── Given data ──

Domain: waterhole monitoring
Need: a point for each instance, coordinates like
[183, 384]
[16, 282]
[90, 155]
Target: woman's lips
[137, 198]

───

▸ Directions for this task
For each record above, write it out again exactly.

▸ Written reply
Domain: waterhole monitoring
Need: a point for each instance, coordinates like
[183, 384]
[16, 282]
[90, 155]
Target: woman's lips
[137, 198]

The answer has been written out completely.